> Фрагмент страницы
Сорренто. Последний император Советского Союза

Сорренто. Последний император Советского Союза

Автор: Евгений ГВОЗДЕВ
Номер журнала: GM №4(227)2025
Фото: Уткин Игорь/Фотохроника ТАСС

Зимой на землю падают мириады снежинок, числа им нет, но не найдешь среди них двух одинаковых. Тем более о тренинге конкретной лошади не следует говорить: поступай с ней так, как я со своей знаменитостью. Разве можно ответить человеку: «Работай, как я с Сорренто»? Талант не подберешь на дороге, в кассе его не выдадут, и украсть его нельзя. 
(М. Козлов. «Наездник – моя профессия»)
Для участия в Большом Всесоюзном призе Дерби Сорренто везли в Москву самолетом. Везли из Германии. В 1989 году – это была роскошь не только для лошадей. Разумеется, приз он выиграл, разумеется, третий гит ехать ему не пришлось. При этом как-то естественно был установлен рекорд Дерби, который сумеют побить лишь двадцать лет спустя. Если считать, что в мире лошадей одно поколение длится четыре года, то по людским меркам – это целое столетие.

> Исходные данные
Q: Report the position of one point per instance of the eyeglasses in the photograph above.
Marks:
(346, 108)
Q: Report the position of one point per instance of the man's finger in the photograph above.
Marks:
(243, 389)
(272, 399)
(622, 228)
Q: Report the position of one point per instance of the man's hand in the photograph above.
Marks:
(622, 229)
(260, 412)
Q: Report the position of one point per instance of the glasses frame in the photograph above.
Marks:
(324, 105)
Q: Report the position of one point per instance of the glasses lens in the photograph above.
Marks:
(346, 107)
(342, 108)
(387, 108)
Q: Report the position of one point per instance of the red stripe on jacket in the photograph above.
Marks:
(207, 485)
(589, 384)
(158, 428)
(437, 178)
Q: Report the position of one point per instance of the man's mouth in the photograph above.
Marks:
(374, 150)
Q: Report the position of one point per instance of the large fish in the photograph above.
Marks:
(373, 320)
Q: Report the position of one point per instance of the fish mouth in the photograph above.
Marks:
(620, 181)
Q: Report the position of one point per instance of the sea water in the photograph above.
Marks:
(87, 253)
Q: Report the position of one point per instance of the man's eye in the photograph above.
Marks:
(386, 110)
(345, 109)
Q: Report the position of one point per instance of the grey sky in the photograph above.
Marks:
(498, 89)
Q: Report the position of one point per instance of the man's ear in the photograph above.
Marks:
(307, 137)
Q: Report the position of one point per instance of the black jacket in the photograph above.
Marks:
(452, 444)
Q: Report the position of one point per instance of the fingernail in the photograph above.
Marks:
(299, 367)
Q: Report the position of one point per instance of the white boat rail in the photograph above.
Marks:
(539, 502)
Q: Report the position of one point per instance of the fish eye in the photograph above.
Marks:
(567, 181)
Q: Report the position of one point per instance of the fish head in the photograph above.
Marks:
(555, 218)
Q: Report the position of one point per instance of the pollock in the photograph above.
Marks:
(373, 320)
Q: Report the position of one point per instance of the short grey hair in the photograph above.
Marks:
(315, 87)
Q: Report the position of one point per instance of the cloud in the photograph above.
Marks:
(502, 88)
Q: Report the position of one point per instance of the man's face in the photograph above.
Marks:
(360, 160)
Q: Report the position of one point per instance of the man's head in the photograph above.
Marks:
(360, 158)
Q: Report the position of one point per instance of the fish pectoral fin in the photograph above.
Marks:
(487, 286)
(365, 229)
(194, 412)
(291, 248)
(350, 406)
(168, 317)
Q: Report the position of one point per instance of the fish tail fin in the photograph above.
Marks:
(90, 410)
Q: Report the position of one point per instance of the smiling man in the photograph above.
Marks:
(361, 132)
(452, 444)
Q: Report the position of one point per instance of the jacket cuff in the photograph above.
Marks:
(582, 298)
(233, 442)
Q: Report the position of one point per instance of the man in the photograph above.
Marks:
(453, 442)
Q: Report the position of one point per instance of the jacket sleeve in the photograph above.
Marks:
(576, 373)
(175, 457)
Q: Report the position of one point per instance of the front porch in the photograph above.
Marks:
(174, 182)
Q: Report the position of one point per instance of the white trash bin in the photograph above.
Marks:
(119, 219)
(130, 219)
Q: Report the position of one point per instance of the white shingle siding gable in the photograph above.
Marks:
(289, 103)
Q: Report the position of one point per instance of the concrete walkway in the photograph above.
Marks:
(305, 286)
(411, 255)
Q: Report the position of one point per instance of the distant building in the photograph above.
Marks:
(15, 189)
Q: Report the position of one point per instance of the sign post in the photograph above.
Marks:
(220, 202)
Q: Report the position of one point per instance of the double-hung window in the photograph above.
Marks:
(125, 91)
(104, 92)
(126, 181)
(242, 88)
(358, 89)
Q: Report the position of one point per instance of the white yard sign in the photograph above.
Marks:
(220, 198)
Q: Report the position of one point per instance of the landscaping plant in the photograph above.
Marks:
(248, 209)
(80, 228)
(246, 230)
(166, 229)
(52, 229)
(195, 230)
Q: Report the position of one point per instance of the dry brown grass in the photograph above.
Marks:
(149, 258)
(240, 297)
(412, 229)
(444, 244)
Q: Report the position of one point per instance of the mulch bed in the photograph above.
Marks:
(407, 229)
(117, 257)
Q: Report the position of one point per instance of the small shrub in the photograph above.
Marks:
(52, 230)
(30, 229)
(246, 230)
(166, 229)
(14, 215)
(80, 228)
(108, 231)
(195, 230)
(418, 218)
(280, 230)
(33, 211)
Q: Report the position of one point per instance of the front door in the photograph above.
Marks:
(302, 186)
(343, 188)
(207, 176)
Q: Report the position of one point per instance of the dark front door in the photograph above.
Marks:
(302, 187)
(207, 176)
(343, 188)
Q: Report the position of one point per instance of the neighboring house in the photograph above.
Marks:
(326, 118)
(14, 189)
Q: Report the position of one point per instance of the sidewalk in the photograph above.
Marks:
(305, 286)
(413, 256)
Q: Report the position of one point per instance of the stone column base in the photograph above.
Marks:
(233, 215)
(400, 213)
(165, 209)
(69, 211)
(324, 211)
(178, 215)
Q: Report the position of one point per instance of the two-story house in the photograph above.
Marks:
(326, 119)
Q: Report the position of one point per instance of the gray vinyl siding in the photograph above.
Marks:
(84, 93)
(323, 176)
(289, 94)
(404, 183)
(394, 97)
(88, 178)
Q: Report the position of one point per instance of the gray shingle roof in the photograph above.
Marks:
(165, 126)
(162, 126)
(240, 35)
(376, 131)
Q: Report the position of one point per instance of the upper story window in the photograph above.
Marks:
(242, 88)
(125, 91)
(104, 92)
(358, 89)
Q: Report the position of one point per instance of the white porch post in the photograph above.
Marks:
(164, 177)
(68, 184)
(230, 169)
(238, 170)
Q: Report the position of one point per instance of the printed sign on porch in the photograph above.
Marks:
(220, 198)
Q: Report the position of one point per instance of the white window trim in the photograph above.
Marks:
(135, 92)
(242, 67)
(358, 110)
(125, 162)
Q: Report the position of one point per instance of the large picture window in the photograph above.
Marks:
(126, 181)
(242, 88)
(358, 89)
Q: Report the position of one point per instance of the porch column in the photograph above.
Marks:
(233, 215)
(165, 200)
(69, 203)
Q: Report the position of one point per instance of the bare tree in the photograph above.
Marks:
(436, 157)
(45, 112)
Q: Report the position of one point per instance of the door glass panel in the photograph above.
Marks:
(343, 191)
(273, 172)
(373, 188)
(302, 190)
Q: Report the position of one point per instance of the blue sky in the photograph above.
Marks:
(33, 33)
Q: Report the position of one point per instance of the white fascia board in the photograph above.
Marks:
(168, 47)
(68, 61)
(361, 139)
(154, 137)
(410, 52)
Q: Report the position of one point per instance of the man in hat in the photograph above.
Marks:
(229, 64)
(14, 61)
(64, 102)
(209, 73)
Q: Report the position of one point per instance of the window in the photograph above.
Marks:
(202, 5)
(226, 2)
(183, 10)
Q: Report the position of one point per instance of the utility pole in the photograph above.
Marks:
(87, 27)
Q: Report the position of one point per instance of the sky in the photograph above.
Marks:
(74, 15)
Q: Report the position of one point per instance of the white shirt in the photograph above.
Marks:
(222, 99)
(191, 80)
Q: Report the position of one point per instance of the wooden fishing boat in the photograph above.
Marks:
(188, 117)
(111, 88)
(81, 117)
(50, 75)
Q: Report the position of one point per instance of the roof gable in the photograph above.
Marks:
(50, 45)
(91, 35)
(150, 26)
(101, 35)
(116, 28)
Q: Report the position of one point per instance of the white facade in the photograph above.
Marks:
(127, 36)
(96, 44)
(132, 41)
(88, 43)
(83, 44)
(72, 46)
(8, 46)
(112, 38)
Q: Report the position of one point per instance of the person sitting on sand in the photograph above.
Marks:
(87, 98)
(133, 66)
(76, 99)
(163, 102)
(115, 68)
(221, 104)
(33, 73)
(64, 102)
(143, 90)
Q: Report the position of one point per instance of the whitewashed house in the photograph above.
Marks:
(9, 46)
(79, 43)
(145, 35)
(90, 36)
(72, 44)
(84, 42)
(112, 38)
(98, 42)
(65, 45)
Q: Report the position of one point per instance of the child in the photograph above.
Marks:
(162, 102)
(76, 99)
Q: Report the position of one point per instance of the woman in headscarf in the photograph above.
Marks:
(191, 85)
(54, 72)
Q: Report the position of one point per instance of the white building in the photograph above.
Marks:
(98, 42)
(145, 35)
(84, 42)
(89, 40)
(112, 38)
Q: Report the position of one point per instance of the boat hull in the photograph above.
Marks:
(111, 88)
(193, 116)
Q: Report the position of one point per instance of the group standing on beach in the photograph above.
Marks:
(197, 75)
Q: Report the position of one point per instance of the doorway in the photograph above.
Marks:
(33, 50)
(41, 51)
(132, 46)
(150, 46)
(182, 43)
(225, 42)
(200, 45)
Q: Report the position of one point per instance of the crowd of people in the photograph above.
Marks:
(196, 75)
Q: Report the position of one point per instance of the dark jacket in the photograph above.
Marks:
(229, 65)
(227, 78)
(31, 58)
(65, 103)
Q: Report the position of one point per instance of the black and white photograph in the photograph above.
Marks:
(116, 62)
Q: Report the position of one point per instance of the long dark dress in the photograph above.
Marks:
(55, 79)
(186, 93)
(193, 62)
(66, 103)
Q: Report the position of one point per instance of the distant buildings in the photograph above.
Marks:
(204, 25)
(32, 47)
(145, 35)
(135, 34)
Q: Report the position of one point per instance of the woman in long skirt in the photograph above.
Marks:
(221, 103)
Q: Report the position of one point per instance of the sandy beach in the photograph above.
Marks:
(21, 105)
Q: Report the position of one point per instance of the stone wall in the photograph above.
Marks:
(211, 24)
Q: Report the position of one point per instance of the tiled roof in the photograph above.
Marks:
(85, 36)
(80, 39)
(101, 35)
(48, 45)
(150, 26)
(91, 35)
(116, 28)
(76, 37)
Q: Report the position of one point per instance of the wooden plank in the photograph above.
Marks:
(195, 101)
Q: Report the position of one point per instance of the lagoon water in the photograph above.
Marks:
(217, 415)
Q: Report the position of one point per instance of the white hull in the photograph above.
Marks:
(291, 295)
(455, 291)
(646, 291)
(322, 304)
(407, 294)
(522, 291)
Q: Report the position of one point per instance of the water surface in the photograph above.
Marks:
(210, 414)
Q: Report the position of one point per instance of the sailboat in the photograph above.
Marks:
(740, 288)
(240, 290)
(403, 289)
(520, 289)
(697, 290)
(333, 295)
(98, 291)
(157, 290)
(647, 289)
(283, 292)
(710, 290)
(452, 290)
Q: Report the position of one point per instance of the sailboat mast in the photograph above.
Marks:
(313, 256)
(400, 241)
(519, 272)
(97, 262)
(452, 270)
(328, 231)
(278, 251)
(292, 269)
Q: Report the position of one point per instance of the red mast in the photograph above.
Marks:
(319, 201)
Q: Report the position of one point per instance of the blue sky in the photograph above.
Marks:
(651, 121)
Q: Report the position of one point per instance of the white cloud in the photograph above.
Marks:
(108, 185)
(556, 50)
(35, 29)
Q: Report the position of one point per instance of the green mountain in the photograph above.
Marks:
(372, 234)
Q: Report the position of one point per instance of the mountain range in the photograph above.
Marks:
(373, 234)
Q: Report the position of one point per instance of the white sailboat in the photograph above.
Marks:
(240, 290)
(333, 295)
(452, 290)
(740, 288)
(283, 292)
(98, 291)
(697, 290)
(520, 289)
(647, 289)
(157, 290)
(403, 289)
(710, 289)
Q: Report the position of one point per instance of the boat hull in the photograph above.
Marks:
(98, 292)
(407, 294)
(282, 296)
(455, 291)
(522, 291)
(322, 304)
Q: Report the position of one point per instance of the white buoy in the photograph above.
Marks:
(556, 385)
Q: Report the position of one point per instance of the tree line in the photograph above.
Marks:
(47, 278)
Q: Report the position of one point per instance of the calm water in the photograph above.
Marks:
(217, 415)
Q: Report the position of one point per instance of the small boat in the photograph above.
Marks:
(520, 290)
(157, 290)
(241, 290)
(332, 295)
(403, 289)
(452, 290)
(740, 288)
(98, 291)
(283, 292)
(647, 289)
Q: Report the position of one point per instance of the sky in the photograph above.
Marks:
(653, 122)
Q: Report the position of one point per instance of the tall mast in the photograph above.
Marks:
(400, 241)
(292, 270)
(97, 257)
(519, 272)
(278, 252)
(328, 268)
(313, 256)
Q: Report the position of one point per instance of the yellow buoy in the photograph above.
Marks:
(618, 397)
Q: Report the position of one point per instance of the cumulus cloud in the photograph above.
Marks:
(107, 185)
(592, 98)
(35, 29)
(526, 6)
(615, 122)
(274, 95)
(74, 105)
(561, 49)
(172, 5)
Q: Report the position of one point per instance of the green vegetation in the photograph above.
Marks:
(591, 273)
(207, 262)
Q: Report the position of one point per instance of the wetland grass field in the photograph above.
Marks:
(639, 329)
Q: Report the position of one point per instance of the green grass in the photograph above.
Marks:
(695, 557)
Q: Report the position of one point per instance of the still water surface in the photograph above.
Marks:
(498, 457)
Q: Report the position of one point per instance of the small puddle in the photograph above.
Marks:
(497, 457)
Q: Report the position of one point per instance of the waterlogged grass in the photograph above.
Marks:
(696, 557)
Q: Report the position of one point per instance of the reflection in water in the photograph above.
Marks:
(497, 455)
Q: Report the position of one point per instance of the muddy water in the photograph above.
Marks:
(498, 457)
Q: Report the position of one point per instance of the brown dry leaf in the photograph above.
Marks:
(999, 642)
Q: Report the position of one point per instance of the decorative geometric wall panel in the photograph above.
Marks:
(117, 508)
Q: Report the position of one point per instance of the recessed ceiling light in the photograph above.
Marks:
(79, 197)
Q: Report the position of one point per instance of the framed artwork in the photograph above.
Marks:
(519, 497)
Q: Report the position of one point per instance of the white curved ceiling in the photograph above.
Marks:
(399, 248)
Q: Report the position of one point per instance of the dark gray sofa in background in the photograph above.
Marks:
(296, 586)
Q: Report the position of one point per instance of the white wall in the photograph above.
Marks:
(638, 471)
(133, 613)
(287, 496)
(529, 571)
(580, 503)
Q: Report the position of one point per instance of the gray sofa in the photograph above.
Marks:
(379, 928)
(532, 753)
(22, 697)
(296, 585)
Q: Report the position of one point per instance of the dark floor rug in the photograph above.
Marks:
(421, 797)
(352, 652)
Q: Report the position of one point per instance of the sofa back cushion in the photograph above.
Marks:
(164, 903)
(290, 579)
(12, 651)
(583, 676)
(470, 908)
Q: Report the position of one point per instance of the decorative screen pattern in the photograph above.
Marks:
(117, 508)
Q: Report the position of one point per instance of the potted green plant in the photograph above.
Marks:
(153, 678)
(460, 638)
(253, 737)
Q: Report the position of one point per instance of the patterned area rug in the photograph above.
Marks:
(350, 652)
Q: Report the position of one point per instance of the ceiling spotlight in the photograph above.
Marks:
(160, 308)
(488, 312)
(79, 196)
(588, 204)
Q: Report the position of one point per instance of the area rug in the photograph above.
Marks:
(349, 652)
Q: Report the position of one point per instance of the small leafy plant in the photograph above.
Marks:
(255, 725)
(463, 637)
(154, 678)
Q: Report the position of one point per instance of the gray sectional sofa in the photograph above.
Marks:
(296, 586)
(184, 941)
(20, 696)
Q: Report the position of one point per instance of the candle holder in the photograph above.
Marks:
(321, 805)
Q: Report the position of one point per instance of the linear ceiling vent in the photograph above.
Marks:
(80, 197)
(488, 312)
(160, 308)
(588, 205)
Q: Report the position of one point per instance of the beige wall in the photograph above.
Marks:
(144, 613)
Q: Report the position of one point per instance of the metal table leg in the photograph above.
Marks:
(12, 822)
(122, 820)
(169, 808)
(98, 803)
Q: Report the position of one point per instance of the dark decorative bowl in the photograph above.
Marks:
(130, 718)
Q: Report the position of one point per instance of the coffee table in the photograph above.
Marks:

> Задания для выполнения
• a. Каким транспортом, согласно фрагменту страницы, Сорренто везли в Москву для участия в Большом Всесоюзном призе Дерби?
• b. Приведите заново весь отрывок фрагмента страницы, начиная со слов «Зимой на землю» и вплоть до слов «украсть его нельзя.», заменив «снежинок» на «звезд».

> Ответы к заданиям
• a. Сорренто везли в Москву самолетом.

• b.
Зимой на землю падают мириады звезд, числа им нет, но не найдешь среди них двух одинаковых. Тем более о тренинге конкретной лошади не следует говорить: поступай с ней так, как я со своей знаменитостью. Разве можно ответить человеку: «Работай, как я с Сорренто»? Талант не подберешь на дороге, в кассе его не выдадут, и украсть его нельзя.